==== Texto fornecido ====

Economista e diretora do Cindes, autora do mais recente livro do Centro de Debate de Políticas Públicas, diz que País deve evitar qualquer movimento de retaliação aos EUA ou de fechamento da economia

Estadão

Brasil deve evitar novos movimentos de fechamento da economia, diz Sandra Rios

A economista Sandra Rios avalia que o Brasil pode dar “um tiro no pé” se optar por adotar medidas protecionistas em resposta ao tarifaço promovido pelo presidente dos Estados UnidosDonald Trump. Na segunda-feira, 7, o governo americano começou a anunciar as tarifas individuais de cada parceiro comercial.

“A primeira coisa importante é evitar novos movimentos de fechamento da economia brasileira. Quer dizer, o Brasil não tem nem margem para responder a esse momento adverso externo, em que, eventualmente, vamos ser sobretaxados nos Estados Unidos. Isso seria dar um tiro no pé. Seria aumentar ainda mais o arsenal de proteção que a gente já tem”, afirma Sandra.

Diretora do Centro de Estudos de Integração e Desenvolvimento (Cindes), Sandra é uma das autoras do livro Integração Comercial Internacional do Brasil, lançado recentemente pelo Centro de Debate de Políticas Públicas (CDPP) e que pretende ser um guia com propostas para que o próximo governo avance na internacionalização da economia brasileira, fundamental para que a produtividade do País volte a crescer e melhore o desempenho do País.

==== Lista de material ====

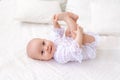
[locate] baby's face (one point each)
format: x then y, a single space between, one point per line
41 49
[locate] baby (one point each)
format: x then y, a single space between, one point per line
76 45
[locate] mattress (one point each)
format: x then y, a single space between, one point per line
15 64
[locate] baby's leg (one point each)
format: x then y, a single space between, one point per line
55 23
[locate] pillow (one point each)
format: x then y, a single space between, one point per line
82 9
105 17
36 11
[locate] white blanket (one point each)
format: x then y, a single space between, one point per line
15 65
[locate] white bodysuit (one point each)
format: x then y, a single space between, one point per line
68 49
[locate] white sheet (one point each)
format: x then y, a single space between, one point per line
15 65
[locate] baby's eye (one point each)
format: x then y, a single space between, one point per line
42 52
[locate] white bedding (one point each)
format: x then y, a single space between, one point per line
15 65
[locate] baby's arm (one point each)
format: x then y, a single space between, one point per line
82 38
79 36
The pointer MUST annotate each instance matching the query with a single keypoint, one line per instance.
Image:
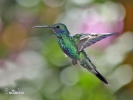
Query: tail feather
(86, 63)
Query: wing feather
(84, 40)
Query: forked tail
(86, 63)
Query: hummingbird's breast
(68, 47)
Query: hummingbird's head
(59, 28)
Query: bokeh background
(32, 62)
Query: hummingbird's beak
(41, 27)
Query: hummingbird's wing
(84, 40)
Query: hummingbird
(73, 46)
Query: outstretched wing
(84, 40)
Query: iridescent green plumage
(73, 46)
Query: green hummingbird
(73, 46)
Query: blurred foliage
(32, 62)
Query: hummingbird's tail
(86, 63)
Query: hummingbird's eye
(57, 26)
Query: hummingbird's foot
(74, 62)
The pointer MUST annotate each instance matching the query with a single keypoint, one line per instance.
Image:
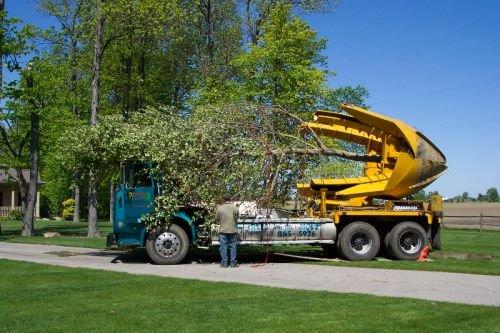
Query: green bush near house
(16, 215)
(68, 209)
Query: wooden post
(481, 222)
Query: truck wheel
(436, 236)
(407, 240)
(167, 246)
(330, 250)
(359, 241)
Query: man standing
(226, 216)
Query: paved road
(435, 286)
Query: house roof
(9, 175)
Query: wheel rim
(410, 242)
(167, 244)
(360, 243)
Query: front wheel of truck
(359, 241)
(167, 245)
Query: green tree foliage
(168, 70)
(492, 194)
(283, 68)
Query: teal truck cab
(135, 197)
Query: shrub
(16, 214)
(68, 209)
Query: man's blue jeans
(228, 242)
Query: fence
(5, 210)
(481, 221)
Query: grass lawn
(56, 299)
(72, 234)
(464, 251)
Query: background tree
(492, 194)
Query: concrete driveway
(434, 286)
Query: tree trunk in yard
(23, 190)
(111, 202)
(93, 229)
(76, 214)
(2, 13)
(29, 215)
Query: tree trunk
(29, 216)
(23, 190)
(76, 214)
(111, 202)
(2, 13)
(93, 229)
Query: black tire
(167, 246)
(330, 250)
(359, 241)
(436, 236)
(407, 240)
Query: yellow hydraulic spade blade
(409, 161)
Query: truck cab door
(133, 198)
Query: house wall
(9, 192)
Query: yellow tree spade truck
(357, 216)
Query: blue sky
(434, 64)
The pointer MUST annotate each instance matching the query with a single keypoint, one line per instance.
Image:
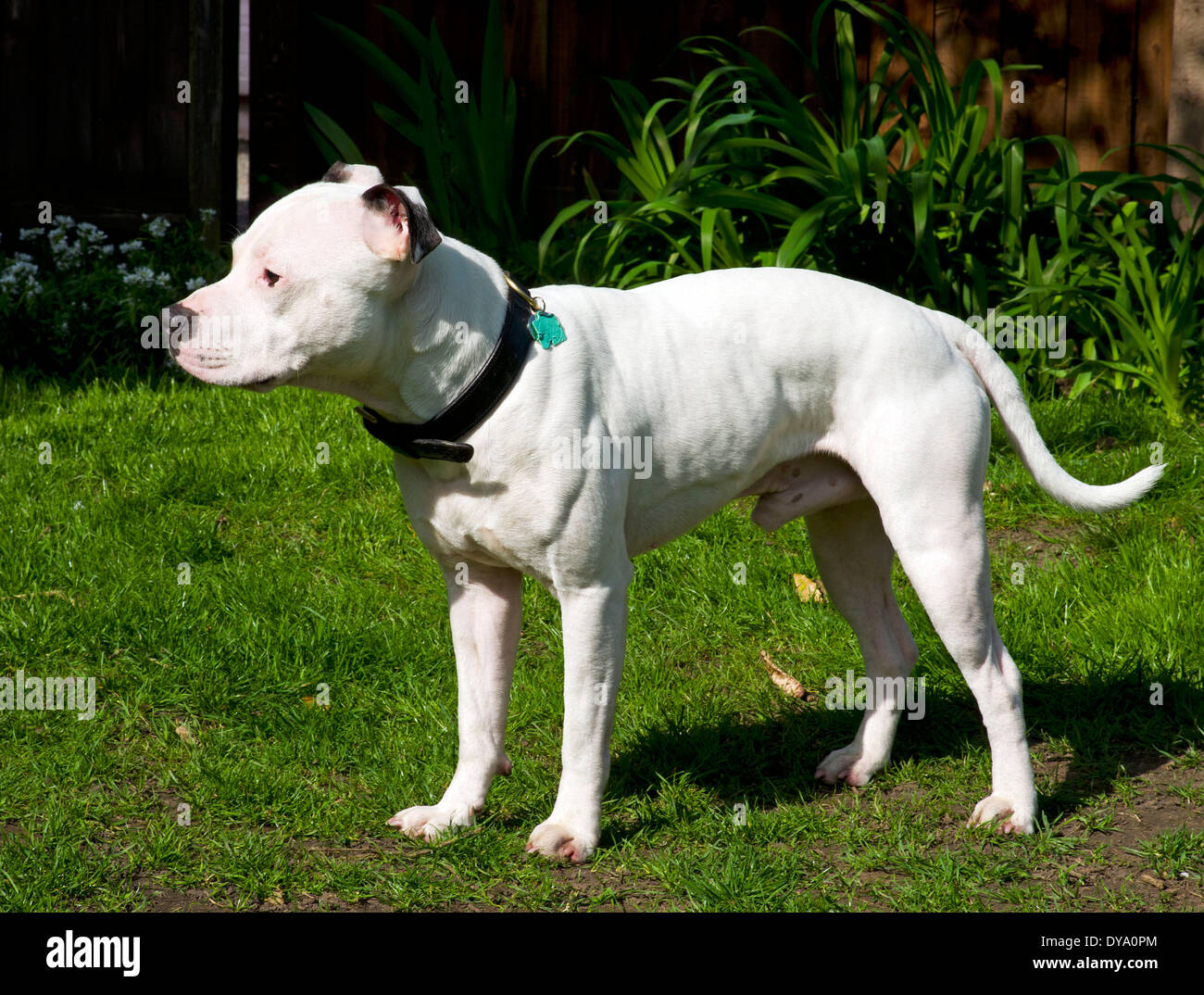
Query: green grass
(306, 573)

====

• **Instrução**
Dê continuidade à reportagem sobre a avaliação de Sandra Rios acerca das tarifas americanas, começando logo após a última frase apresentada.

• **Resposta**
“Eu acho que o Brasil chega no momento atual, em que o cenário internacional se torna mais adverso, numa posição muito desfavorável, porque o País já tem um grau de proteção muito elevado, mesmo para os padrões atuais”, afirma.

De acordo com a economista, a proposta do livro não é de uma abertura comercial radical. A ideia é que o Brasil implemente as medidas que possam levar a tarifa de importação a 6% – hoje ela é ao redor de 12% e distante de países com características econômicas parecidas.

“O Brasil fez o seu último movimento de abertura comercial e, portanto, de integração com o mundo no início da década de 90″, diz.

“Para o Brasil voltar a crescer, é preciso recuperar o crescimento da produtividade, que está estagnado há décadas, particularmente, a produtividade da indústria e dos serviços. Há uma vasta literatura que mostra que há uma relação direta entre o grau de proteção à indústria e aos serviços e o desempenho da produtividade”, acrescenta.

A seguir trechos da entrevista concedida ao Estadão.

O Brasil ficou para trás na internacionalização e, agora, o mundo está mais difícil. Como a sra. avalia essa situação?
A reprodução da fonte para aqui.